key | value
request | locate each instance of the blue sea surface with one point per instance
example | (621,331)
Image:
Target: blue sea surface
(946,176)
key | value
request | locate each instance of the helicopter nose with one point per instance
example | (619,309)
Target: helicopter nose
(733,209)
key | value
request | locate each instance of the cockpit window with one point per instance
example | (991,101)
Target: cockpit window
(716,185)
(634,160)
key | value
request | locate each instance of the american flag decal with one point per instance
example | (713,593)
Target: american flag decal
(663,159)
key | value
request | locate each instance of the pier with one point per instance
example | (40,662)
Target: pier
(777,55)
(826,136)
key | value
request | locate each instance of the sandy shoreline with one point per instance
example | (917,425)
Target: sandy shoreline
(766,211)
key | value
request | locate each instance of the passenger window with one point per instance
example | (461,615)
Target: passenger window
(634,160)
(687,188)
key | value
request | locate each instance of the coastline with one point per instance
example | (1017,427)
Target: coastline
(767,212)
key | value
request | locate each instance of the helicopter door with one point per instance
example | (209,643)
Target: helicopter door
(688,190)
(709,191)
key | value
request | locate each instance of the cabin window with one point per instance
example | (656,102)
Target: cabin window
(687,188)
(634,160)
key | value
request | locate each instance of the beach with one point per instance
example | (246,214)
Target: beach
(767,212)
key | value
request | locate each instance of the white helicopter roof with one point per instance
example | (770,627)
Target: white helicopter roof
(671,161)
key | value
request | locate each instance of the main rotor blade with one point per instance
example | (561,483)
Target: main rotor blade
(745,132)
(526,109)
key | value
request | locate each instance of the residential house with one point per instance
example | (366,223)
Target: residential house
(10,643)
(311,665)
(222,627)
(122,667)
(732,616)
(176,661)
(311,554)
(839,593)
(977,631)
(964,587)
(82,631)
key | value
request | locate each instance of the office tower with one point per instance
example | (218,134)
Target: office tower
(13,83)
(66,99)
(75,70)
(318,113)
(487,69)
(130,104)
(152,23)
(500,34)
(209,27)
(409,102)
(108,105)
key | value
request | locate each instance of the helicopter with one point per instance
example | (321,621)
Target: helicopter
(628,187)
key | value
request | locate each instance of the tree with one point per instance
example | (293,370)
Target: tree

--------

● **Work to be completed**
Write every record out again, unaltered.

● **Task solution**
key | value
request | locate each instance of the blue sea surface with one point per instance
example | (621,331)
Image:
Target: blue sea surface
(946,176)
key | value
request | locate each instance of the helicopter nose with one point per instance
example | (619,309)
Target: helicopter nose
(733,209)
key | value
request | locate each instance of the cockpit window with one point per instance
example | (991,101)
Target: cockpit window
(716,185)
(634,160)
key | value
request | locate each instance of the american flag decal with one point per instance
example | (713,593)
Target: american flag decal
(663,159)
key | value
request | locate each instance of the pier with one point per instance
example | (40,662)
Target: pier
(777,55)
(826,136)
key | value
request | locate each instance of the sandy shoreline with one point per instance
example | (917,425)
Target: sandy shoreline
(766,211)
key | value
request | locate each instance of the passenger window with one point per instance
example | (461,615)
Target: passenger window
(634,160)
(687,188)
key | value
request | locate each instance of the coastline with one point per instance
example | (1017,427)
Target: coastline
(767,212)
key | value
request | locate each instance of the helicopter door with one point per instance
example | (209,643)
Target: helicopter door
(688,190)
(709,191)
key | value
request | locate each instance of the cabin window with one point per instance
example | (656,102)
Target: cabin window
(687,188)
(634,160)
key | value
request | locate each instance of the beach with one point per instance
example | (246,214)
Target: beach
(767,212)
key | value
request | locate each instance of the white helicopter roof with one point per instance
example | (770,627)
Target: white helicopter roof
(671,161)
key | value
request | locate each instance of the main rotor blade with one point per instance
example | (561,483)
Target: main rotor blade
(745,132)
(526,109)
key | value
request | locate each instance of the residential house with one point per instance
example | (366,223)
Target: residential house
(10,643)
(311,665)
(222,627)
(122,667)
(732,616)
(176,661)
(311,554)
(839,593)
(977,631)
(964,587)
(82,631)
key | value
request | locate each instance of the office tower with one point per instance
example | (218,134)
Target: office tower
(13,83)
(66,99)
(75,70)
(318,113)
(487,69)
(130,104)
(152,23)
(500,34)
(209,27)
(409,102)
(108,105)
key | value
request | locate each instance of the helicopter with one point per instance
example | (321,621)
Target: helicopter
(628,187)
key | value
request | locate each instance of the tree with one point per instance
example | (293,370)
Target: tree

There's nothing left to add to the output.